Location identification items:
--------------------------------------------------

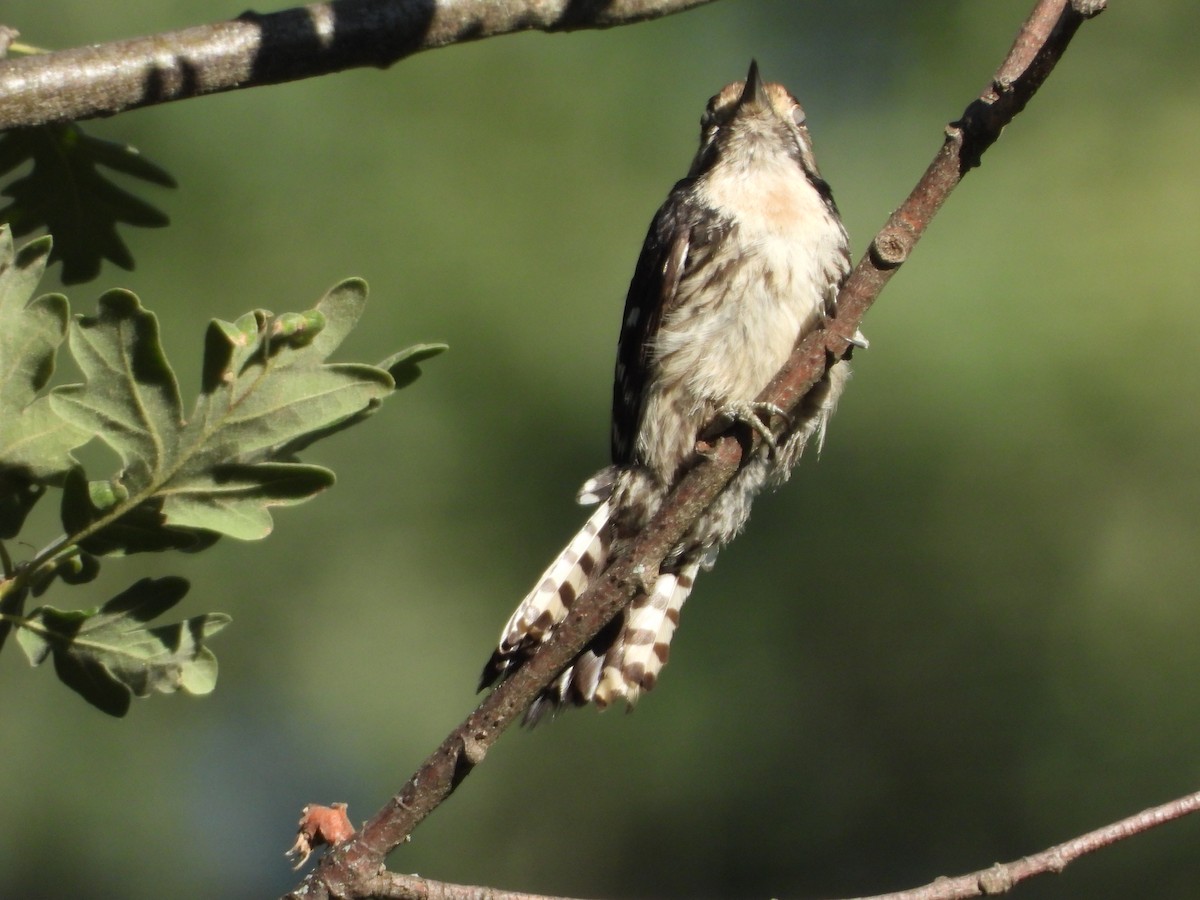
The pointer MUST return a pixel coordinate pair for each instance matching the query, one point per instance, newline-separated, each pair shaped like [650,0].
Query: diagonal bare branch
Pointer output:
[1002,877]
[1039,45]
[257,49]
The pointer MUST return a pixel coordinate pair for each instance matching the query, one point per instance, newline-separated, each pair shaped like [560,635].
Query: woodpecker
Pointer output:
[743,259]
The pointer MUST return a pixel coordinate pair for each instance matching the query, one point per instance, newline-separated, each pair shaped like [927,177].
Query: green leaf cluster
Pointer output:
[267,393]
[67,192]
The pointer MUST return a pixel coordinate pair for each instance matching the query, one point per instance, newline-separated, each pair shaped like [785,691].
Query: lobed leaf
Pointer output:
[35,442]
[265,393]
[108,655]
[67,193]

--------------------------------------------------

Work to complete:
Reproduce every line of the items above, requests included, but omit the pictures and increase each coordinate in the answers by 140. Leave all numbers in the requests and their sample pairs unchanged.

Solution to this task:
The pointer MUST return a pixel coordinate pair for each instance matching the query, one point per instance, newline-separated, each pair shaped like [650,0].
Query: diagonal bare branch
Pointer output:
[1142,1017]
[1179,185]
[397,189]
The pointer MUST return a pixel coordinate pair for each instance matching the query, one point per instance, newline-separated, each pair shaped like [560,635].
Query: woodpecker
Pointer output:
[883,399]
The pointer MUST return a pixel coordinate pair for each instance matching the query, one point per instance, newline-separated, each pair shaped like [927,177].
Query: green leaf cluster
Pointer output:
[407,533]
[207,332]
The pointer MUST return a pixel coordinate pair for each instance matching the query, one point per instance, newline-separated, each pair shaped like [785,691].
Query: lobed leaf
Pointer output:
[175,582]
[405,533]
[248,795]
[207,333]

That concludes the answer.